— EXCERPT TO READ —
In 2011, the students made "Alienation," which follows the story of two families swept up in a 2007 Baltimore immigration raid. The same year also saw the release of "Stigma," which explores the impact of the "stop and frisk" initiative on young men of color in New York City.

Couvillion said the goal is to complete one project each semester. The group just screened a "rough cut" of its latest project for some fellow students in order to get feedback. That film, tentatively titled "Beatwalker," is a 30-minute exploration of the New Haven Police Department's new community policing methods.

Couvillion explained that New Haven Police Chief Dean Esserman, who took over last year, is bringing back the strategy of emphasizing a community approach to fight crime. She said he has police officers out "walking beats" and interacting more with community leaders rather than simply patrolling in vehicles.

In 2011, New Haven had one of its worst years for murders, with 34. That number was cut in half in 2012, the first year of the new approach. Jessica So said that Esserman was very helpful in the making of the film, even arranging for the students to ride around with a lieutenant.

Students also did research on policing methods and did a lot of pre-interviewing to see which New Haven residents had interesting stories to tell. After that, the filmmakers did on-camera interviews, and captured footage of people in their daily lives.

Throughout the process, the group members meet regularly to offer updates on all the different tasks that go into making a documenatry. The group is currently in the post-production stage of "Beatwalker."

"We explain through this film what is community policing, what does it entail," said Jessica So. "It emphasizes interactions between police officers and community members where people feel like the relationship is there, police care about the community to better provide safety for citizens rather than respond in a command and control type of process."

Supermax

Couvillion said one group member is charged with promoting and distributing the finished projects. The members try to get screenings wherever possible, whether at other universities or before public interest groups.

To date, the work garnering the most publicity for the group is their documentary film about solitary confinement for the state's worst offenders that are imprisoned at Northern Correctional Institute in Somers, Conn. "That film took us a whole year and a half to complete," said Couvillion.

(Some records)
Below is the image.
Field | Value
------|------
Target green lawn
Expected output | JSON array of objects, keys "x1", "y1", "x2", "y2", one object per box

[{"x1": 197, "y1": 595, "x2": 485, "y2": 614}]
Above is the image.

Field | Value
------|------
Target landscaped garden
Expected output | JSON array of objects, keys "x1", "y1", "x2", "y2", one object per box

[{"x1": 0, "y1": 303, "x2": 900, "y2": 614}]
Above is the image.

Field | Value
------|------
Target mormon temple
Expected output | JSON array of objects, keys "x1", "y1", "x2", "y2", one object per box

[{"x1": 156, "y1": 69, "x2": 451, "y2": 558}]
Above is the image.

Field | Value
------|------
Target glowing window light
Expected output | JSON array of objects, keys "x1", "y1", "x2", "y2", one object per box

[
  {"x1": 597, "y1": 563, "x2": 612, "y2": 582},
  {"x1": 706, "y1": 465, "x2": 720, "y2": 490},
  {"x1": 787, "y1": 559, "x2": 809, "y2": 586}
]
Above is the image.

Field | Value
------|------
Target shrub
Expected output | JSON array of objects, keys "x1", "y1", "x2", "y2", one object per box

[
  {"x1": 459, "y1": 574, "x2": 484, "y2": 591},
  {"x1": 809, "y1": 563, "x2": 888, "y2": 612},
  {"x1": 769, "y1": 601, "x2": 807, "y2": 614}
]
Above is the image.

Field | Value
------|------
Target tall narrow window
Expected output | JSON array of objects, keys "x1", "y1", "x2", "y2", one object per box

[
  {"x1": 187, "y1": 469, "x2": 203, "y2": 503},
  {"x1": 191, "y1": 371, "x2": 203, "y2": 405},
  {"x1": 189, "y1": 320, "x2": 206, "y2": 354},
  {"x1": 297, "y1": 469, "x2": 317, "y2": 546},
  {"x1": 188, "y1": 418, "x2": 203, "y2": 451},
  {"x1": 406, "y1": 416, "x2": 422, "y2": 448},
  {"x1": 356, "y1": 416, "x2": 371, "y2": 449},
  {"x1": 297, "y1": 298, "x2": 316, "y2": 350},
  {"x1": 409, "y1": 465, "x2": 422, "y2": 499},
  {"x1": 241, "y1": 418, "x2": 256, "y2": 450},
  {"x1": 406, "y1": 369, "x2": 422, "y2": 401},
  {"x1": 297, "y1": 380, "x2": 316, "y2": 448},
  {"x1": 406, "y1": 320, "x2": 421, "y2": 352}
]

— REQUIRED TASKS —
1. Summarize the passage about the student documentary group in two sentences.
2. According to the passage about the student documentary group, how long did the film about solitary confinement take to complete?

— RESULTS —
1. The student filmmakers aim to complete one documentary each semester, and their latest, "Beatwalker," is a 30-minute exploration of the New Haven Police Department's new community policing methods, now in post-production. Under Police Chief Dean Esserman, officers walk beats and interact with community leaders, and New Haven's murder count fell from 34 in 2011 to half that in 2012, the first year of the new approach.

2. A year and a half.